#### SELECTED TEXT

* * *

A genosensor for detecting single-point mutations in dendron chips after blocked recombinase polymerase amplification†
Abstract
A biosensing system was developed to accurately detect a single nucleotide change in the target organism genome, integrating a selective isothermal amplification and a sensitive dendron-mediated DNA hybridization assay in the array format. The novelty arises from the coupling reactions of the dendron and its use as a crosslinker. The allele-specific probes were oligonucleotide–dendron conjugates prepared by fast and clean click-chemistry (thiol–yne reaction) and coupled onto the photo-activated surface of polycarbonate substrates (carbodiimide reaction). The output was forest-array chips with multipoint-site crosslinkers and compatible with current microarray fabrication technologies. The products of blocked recombinase polymerase amplification (blocked RPA), formed at 37 °C, were hybridized with attached probes for specific nucleotide genotyping. The developed approach exhibited sensitive recognition of DNA variants compared to chips based on linear crosslinkers (10–100 fold), showing excellent analytical performances for planar chip and fluidic formats. The methodology was successfully applied to detect the H1047R mutation in the PIK3CA gene (c.3140A > G) from clinical samples of human cancer tissues, the results being consistent with sequencing techniques. The colorimetric biosensing method was reliable, versatile, low cost, sensitive (detection limit genomic DNA: 0.02 ng μL−1), and specific (accuracy >95%).

* * *

#### INPUT DATA
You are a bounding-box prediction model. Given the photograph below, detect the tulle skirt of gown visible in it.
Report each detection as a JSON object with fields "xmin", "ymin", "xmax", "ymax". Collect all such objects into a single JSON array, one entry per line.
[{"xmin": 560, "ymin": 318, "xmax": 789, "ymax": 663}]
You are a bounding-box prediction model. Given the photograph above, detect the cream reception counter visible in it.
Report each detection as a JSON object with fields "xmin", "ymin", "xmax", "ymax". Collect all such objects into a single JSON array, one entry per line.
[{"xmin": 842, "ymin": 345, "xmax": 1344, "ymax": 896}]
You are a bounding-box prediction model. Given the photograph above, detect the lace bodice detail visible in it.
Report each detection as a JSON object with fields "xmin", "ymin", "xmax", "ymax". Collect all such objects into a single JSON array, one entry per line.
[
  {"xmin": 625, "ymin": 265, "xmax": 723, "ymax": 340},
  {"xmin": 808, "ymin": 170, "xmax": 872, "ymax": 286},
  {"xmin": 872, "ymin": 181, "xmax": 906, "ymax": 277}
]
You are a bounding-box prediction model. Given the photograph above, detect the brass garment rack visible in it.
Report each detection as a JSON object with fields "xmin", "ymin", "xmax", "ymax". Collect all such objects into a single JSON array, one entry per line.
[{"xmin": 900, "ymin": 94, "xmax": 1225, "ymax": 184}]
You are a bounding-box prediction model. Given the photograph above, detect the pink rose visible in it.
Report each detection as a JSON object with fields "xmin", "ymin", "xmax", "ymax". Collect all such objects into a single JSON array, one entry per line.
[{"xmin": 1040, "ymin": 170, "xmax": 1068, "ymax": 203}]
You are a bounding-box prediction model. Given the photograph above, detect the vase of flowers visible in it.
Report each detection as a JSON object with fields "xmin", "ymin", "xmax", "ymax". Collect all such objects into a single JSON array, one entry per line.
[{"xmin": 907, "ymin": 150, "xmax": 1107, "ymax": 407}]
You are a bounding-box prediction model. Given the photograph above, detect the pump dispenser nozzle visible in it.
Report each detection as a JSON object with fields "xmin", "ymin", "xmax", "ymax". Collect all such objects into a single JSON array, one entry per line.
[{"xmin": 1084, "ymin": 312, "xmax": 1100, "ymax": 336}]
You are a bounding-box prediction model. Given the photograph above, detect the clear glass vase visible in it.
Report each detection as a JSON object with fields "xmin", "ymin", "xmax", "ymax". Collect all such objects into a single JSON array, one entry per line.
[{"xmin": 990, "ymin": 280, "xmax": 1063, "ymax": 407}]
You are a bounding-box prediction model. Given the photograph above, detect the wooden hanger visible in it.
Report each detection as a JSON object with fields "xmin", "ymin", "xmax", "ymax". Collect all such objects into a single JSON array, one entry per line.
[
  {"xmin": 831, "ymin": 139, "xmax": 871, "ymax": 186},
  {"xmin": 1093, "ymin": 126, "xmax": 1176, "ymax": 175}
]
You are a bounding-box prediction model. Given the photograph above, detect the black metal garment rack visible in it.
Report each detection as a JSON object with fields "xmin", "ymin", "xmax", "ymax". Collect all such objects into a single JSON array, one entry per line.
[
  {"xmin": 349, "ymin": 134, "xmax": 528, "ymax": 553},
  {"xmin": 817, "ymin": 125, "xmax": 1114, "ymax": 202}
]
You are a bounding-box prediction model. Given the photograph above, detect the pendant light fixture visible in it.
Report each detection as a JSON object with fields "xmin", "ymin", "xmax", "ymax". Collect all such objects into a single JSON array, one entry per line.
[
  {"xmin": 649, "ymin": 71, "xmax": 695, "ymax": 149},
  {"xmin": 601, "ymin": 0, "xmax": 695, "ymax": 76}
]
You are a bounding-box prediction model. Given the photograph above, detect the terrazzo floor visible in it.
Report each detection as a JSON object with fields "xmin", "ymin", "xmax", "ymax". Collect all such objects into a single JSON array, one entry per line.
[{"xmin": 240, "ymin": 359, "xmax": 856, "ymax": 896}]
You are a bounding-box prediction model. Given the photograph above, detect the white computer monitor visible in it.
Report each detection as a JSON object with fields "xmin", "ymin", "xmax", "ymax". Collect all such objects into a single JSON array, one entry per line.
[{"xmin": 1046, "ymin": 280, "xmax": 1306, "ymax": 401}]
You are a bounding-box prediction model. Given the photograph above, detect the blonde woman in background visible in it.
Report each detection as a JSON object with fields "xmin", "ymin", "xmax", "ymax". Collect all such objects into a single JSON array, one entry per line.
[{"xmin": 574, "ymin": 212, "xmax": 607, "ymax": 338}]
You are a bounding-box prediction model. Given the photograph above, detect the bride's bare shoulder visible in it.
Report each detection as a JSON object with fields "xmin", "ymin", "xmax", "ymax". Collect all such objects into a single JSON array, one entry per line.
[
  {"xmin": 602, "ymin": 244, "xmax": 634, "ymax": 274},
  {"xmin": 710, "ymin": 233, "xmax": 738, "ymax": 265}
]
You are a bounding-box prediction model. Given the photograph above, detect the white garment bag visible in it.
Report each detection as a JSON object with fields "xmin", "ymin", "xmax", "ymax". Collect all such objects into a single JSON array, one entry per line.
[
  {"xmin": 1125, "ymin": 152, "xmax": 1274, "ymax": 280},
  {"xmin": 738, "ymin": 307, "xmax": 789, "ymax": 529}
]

* * *

#### ASSIGNMENT 1
In the genosensor abstract, which mutation was detected in clinical samples of human cancer tissues?
#### ASSIGNMENT 2
Turn the genosensor abstract's paragraph beginning "A biosensing system was developed" into a bulleted list that keeps its main facts.

#### TASK RESPONSE 1
The H1047R mutation in the PIK3CA gene (c.3140A > G).

#### TASK RESPONSE 2
- The biosensing system detects a single nucleotide change in a target organism's genome. It combines selective isothermal amplification with a sensitive dendron-mediated DNA hybridization assay in an array format.
- Its novelty lies in the dendron's coupling reactions and its use as a crosslinker.
- The allele-specific probes are oligonucleotide–dendron conjugates made by thiol–yne click chemistry. They are coupled by a carbodiimide reaction onto photo-activated polycarbonate surfaces.
- The resulting forest-array chips have multipoint-site crosslinkers and are compatible with current microarray fabrication technologies.
- Blocked recombinase polymerase amplification (RPA) products, formed at 37 °C, are hybridized with the attached probes for genotyping.
- Recognition of DNA variants was 10–100 fold more sensitive than on chips with linear crosslinkers. Analytical performance was excellent in both planar chip and fluidic formats.
- The method detected the H1047R mutation in the PIK3CA gene (c.3140A > G) in clinical samples of human cancer tissues. The results agreed with sequencing techniques.
- The colorimetric method is reliable, versatile, and low cost. It is sensitive, with a genomic DNA detection limit of 0.02 ng μL−1, and specific, with accuracy above 95%.